Stored data:

--------------------------------

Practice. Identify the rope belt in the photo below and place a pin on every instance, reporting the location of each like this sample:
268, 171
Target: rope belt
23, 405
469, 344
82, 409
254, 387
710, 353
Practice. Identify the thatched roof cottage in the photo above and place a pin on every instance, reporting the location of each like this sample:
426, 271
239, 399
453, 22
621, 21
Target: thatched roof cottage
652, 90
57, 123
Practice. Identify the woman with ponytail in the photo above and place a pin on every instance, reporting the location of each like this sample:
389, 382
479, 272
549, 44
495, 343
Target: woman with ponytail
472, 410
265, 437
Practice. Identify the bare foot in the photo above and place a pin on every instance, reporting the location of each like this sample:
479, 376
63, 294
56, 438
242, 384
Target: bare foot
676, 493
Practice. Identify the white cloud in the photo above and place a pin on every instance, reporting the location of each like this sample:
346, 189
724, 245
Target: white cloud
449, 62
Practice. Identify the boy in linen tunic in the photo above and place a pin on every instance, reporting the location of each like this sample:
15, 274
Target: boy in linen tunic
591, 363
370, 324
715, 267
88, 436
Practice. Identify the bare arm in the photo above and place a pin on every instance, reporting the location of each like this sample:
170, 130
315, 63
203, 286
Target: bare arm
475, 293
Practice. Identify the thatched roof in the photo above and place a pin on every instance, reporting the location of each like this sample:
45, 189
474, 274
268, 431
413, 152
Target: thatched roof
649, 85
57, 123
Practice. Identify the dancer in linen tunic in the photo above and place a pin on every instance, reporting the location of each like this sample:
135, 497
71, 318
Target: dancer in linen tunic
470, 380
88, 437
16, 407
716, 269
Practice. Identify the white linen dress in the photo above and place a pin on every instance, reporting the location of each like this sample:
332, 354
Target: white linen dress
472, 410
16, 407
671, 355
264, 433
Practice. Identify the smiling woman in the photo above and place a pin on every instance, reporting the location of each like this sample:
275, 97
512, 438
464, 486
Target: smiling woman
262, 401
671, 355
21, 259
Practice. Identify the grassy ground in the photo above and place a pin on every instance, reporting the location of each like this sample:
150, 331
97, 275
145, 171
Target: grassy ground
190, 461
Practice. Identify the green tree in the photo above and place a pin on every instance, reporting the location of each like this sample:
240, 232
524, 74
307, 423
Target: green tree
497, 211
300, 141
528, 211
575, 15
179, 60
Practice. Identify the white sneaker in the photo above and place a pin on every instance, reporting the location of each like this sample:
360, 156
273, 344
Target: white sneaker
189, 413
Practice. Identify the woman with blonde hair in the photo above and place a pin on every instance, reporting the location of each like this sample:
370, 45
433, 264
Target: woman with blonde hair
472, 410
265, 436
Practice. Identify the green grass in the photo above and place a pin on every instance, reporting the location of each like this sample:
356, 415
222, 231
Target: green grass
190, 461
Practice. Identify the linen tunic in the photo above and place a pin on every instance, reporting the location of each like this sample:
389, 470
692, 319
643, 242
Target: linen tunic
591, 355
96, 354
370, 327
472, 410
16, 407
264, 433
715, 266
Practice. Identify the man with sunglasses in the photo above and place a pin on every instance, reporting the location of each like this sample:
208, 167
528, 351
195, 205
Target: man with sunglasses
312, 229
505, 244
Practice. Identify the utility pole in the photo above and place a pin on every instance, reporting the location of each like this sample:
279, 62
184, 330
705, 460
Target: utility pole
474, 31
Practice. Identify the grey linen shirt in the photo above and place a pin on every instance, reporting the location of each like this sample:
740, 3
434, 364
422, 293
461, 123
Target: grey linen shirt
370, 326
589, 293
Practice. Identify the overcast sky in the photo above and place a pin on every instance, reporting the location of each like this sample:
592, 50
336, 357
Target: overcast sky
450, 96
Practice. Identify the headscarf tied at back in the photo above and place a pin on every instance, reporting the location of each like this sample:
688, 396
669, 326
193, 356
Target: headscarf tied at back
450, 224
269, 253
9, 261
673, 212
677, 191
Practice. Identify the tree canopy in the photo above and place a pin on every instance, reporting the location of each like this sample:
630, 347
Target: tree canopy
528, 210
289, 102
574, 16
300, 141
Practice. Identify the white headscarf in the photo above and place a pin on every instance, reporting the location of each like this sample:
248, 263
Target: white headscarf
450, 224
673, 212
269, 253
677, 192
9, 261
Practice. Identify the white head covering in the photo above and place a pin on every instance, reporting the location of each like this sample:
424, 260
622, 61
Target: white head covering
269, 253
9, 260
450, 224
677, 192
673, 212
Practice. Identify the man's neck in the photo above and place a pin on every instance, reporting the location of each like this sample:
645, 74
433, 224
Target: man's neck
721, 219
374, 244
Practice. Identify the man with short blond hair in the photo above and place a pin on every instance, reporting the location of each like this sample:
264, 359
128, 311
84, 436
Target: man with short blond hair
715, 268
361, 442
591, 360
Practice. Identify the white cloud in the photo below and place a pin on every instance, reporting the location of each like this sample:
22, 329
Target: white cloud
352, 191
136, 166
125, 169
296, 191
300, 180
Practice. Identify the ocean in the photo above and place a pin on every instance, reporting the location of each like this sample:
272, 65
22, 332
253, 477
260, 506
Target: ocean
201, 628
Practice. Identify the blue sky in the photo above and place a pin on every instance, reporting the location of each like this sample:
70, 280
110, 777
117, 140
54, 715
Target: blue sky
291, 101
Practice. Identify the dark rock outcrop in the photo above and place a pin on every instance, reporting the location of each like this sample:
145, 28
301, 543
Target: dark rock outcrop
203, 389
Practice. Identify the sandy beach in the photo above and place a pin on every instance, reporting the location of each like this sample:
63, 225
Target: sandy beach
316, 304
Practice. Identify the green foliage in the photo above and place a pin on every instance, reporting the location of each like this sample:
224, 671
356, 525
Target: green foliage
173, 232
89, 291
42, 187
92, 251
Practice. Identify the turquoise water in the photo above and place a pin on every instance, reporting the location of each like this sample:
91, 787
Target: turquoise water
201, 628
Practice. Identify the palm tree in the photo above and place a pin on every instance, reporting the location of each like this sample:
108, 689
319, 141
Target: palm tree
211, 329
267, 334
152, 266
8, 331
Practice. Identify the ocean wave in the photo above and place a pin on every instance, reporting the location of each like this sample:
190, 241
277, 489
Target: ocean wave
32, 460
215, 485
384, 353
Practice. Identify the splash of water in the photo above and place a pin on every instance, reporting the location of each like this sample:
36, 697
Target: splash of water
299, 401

--------------------------------

▶ EXERCISE GOAL: All of the entries above should be written out again exactly.

▶ EXERCISE SOLUTION:
Practice. Identify the rope belt in the photo below and place a pin on every instance, reporting the location of each like this sample:
268, 171
Target: rope belt
23, 405
469, 344
82, 409
254, 387
710, 353
Practice. Identify the thatched roof cottage in the photo above and place a pin on every instance, reporting the location of each like this sample:
426, 271
239, 399
453, 22
621, 21
Target: thatched roof cottage
652, 90
57, 123
Practice. Identify the woman with ponytail in the photo above and place a pin on every instance, reporting the location of each like this sample:
389, 382
479, 272
549, 44
495, 343
Target: woman with ponytail
472, 410
265, 437
Practice. Identify the bare foot in the photo above and place a pin on every instance, reporting the location of each like this sample:
479, 376
63, 294
56, 438
242, 384
Target: bare foot
676, 493
Practice. Identify the white cloud in the photo above and place a pin on every instance, reporting the location of each like this sample:
346, 189
724, 245
Target: white cloud
449, 62
Practice. Identify the boy in linen tunic in the photo above and place a pin on every instance, reporting the location of each like this sample:
15, 274
Target: boy in linen tunic
591, 363
370, 324
715, 267
88, 436
Practice. Identify the bare arm in the photo above and place a pin on every instance, reporting the location of each like this sample:
170, 130
315, 63
203, 286
Target: bare arm
475, 293
Practice. Identify the thatched roof in the photo above and place a pin on every instance, reporting the location of each like this sample:
45, 189
474, 274
268, 431
413, 152
Target: thatched roof
649, 85
57, 123
Practice. Identify the dancer in linen tunic in the photo above and place a pin on every instance, reporting the location of each like this sample:
135, 497
71, 318
Target: dancer in linen tunic
470, 380
88, 437
16, 407
716, 269
Practice. Identify the white linen dress in the photo above and place a pin on every instance, reporting the location of each like this sample:
332, 354
Target: white linen dress
472, 410
16, 407
671, 355
264, 433
Practice. Identify the smiling woman in the photo above and place a pin on every instance, reporting the location of each like this sample:
275, 97
512, 438
464, 486
Target: smiling woman
262, 401
671, 355
21, 259
Practice. Identify the grassy ground in the photo above and place a pin on every instance, reporting the location of each like this sample:
150, 331
97, 275
145, 171
Target: grassy ground
190, 461
Practice. Identify the green tree in the photo above and place a pin on every instance, reporting the location of each like this sample:
240, 232
524, 74
307, 423
Target: green tree
497, 211
300, 141
528, 211
575, 15
179, 60
Practice. Identify the white sneaker in the photo above and place a pin on every instance, reporting the location of each like this sample:
360, 156
273, 344
Target: white sneaker
189, 413
Practice. Identify the woman with blonde hair in the photo above and place a pin on every instance, reporting the location of each like this sample:
370, 45
433, 264
Target: woman with blonde hair
472, 410
265, 436
Practice. Identify the green grass in the photo above and place a pin on every instance, reporting the location of each like this sample:
356, 415
222, 231
Target: green grass
190, 461
Practice. Identify the linen tunic in the photo above and place a pin on every instance, reporting the location of each like this sample:
389, 470
692, 319
643, 242
Target: linen tunic
591, 355
96, 354
370, 327
472, 410
16, 407
264, 433
715, 266
Practice. Identify the man with sunglasses in the photo above and place a pin on every instance, reporting the location of each like this sample:
208, 167
528, 351
195, 205
Target: man with sunglasses
312, 229
505, 244
Practice. Identify the utility pole in the photo above and place a pin on every instance, reporting the location of each like this sample:
279, 62
184, 330
705, 460
Target: utility pole
474, 31
Practice. Identify the grey linen shirt in the photo above and place a pin on every instance, reporting the location of each like this sample:
740, 3
434, 364
422, 293
461, 123
Target: grey linen shirt
370, 326
589, 293
Practice. Identify the overcast sky in the photo above and place a pin on every instance, reporting the location of each like this sample:
592, 50
336, 357
Target: overcast sky
450, 96
Practice. Identify the headscarf tied at back in the photo above and place a pin on every instance, reporting the location of each like this sample:
688, 396
669, 326
193, 356
Target: headscarf tied at back
450, 224
269, 253
9, 261
673, 212
677, 191
Practice. Identify the tree canopy in the photo above and place a pin on every instance, reporting the location of each like this sample:
630, 347
Target: tree canopy
528, 210
289, 102
574, 16
300, 141
Practice. Identify the white headscarf in the photo above and place a pin on every instance, reporting the location of each like this sample:
248, 263
Target: white headscarf
450, 224
673, 212
269, 253
677, 192
9, 261
Practice. Identify the white head covering in the photo above and place a pin on every instance, reporting the location of each like this sample:
424, 260
622, 61
Target: white head covering
269, 253
9, 260
450, 224
677, 192
673, 212
Practice. Identify the man's neck in the photo above and place a pin on every instance, reporting the location of each like this sample:
645, 74
433, 224
Target: man's neck
721, 219
374, 244
Practice. Identify the man with short blond hair in the photo above and place a pin on every instance, reporting the location of each like this sample:
264, 359
128, 311
84, 436
Target: man with short blond hair
715, 268
361, 442
591, 360
Practice. Identify the white cloud in the photo below and place a pin on every instance, reporting the location of each like this sample:
22, 329
Target: white cloud
352, 191
136, 166
125, 169
296, 191
300, 180
Practice. Identify the ocean in the photo above and place a pin on every instance, reporting the location of each like this sample:
272, 65
22, 332
253, 477
260, 506
Target: ocean
201, 628
Practice. Identify the blue sky in the photo above and place a pin on every instance, reporting the location of each like this sample:
70, 280
110, 777
117, 140
54, 715
Target: blue sky
291, 101
Practice. Identify the dark rock outcrop in the photo above and place a pin on every instance, reporting the location of each like this sample:
145, 28
301, 543
Target: dark rock outcrop
203, 389
Practice. Identify the sandy beach in the photo above and place a pin on every instance, reporting the location of each like this sample:
63, 225
Target: sandy beach
316, 304
Practice. Identify the green foliage in the photo above and place a pin on every instance, reporting the location of each like this sample:
224, 671
356, 525
Target: green foliage
173, 232
89, 291
42, 187
92, 251
Practice. Identify the turquoise water in the photo above and place a pin on every instance, reporting the location of each like this sample:
91, 787
Target: turquoise water
201, 628
Practice. Identify the palm tree in the photo above and place a pin on every instance, reporting the location of each like this sample:
108, 689
319, 141
Target: palm tree
211, 329
267, 334
152, 266
8, 331
Practice. Identify the ocean wave in the photo above and place a pin on every instance, reporting the location of each like this sample:
190, 241
277, 489
Target: ocean wave
32, 460
215, 485
384, 353
Practice. Identify the splash of water in the photo above and place a pin on every instance, reporting the location of each like this sample:
36, 697
Target: splash of water
299, 401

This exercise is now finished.